**TASK DESCRIPTION**
What is needed is a faithful transcription of all the data below, pictures excluded.

INPUT FOR THIS TASK Block Start

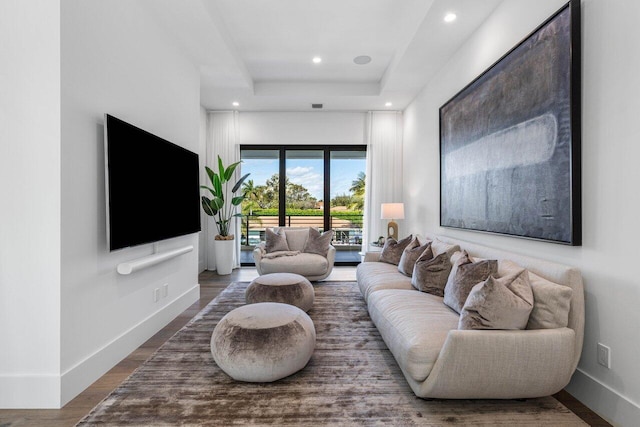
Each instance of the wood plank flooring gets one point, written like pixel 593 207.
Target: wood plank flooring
pixel 210 286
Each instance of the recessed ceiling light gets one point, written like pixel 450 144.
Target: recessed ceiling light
pixel 450 17
pixel 362 59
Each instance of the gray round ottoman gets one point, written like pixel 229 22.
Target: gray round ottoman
pixel 263 342
pixel 286 288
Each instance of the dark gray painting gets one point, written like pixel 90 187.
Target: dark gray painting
pixel 506 143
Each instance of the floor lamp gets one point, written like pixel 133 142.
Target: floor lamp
pixel 392 211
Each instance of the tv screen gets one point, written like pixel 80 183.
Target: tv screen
pixel 152 187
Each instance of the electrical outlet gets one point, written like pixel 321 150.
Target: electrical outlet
pixel 604 355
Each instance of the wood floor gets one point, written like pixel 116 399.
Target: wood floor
pixel 210 286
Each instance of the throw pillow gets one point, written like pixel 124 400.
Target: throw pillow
pixel 503 303
pixel 410 255
pixel 430 273
pixel 467 274
pixel 275 241
pixel 438 247
pixel 392 250
pixel 318 243
pixel 551 303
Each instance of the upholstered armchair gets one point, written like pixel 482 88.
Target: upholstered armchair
pixel 300 256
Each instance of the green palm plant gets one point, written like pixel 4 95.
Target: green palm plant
pixel 216 206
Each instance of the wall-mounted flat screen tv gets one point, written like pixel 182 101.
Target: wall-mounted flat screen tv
pixel 152 187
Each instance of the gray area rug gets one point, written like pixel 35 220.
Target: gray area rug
pixel 351 379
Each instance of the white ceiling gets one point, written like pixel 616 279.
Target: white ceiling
pixel 259 52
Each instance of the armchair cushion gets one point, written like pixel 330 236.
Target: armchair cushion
pixel 318 243
pixel 302 263
pixel 275 241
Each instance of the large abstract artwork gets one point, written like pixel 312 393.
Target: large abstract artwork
pixel 510 140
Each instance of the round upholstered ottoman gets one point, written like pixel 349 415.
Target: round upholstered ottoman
pixel 263 342
pixel 286 288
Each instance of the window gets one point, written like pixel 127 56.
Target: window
pixel 323 188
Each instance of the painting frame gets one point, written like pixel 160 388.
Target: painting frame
pixel 510 141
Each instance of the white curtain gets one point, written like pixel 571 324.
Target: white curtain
pixel 384 170
pixel 222 140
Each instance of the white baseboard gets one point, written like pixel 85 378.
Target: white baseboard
pixel 603 400
pixel 83 374
pixel 30 391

INPUT FOR THIS TASK Block End

**ANSWER FOR THE TASK**
Each instance of the wood plank flooring gets one point, written like pixel 593 207.
Target: wood plank flooring
pixel 210 286
Each instance of the recessed ceiling light gets one point, written like pixel 450 144.
Target: recessed ceiling light
pixel 450 17
pixel 362 59
Each instance of the gray round ottoman gets one point, written like pixel 229 22.
Target: gray round ottoman
pixel 263 342
pixel 286 288
Each instance of the dark gray painting gets one point, written like pixel 90 187.
Target: dark gray painting
pixel 506 143
Each instance of the floor lamp gets one point, written like pixel 133 142.
Target: floor lamp
pixel 392 211
Each instance of the tv screen gets one point, written like pixel 80 183.
Target: tv screen
pixel 152 187
Each instance of the electrical outlet gets one point, written like pixel 321 150.
Target: electrical outlet
pixel 604 355
Each instance of the wood floor gets one point, written like pixel 116 399.
Target: wood floor
pixel 210 286
Each instance of the throw pillow gets one point, written like pixel 124 400.
Target: throw pillow
pixel 503 303
pixel 410 255
pixel 430 273
pixel 467 274
pixel 275 241
pixel 438 247
pixel 392 250
pixel 318 243
pixel 551 303
Each instance of the upholstered armchair gets one point, written like pixel 482 88.
Target: upholstered armchair
pixel 300 256
Each instance of the green palm plant gets one point, written like pixel 4 95.
Target: green palm plant
pixel 216 206
Each instance of the wall-mounted flat screen tv gets one point, written like pixel 182 101.
Target: wall-mounted flat screen tv
pixel 152 187
Each instance of the gray area rug gets one point, written like pixel 35 220.
Target: gray area rug
pixel 351 379
Each instance of the white ceiling gets one point, written like pixel 616 279.
Target: white ceiling
pixel 259 52
Each instance of the armchair cushion gets one point, written like pixel 330 236.
Target: armchair cushion
pixel 318 243
pixel 302 263
pixel 275 241
Each instance of the large abstract artwork gets one point, written like pixel 312 393.
Target: large abstract artwork
pixel 510 140
Each instance of the round upholstered ottoman gets one point, written like pixel 349 415.
Target: round upholstered ottoman
pixel 263 342
pixel 286 288
Each instance of the window gets one point, written like pixel 127 56.
Target: window
pixel 323 188
Each instance of the painting frame gets one point, written like pixel 160 388.
Target: painting frame
pixel 510 141
Each instance of the white curtain gets one point, written like pixel 571 324.
Target: white curtain
pixel 384 170
pixel 222 140
Each instance of the white baseboard gets one point, written like pixel 85 378.
Target: white baseboard
pixel 603 400
pixel 83 374
pixel 30 391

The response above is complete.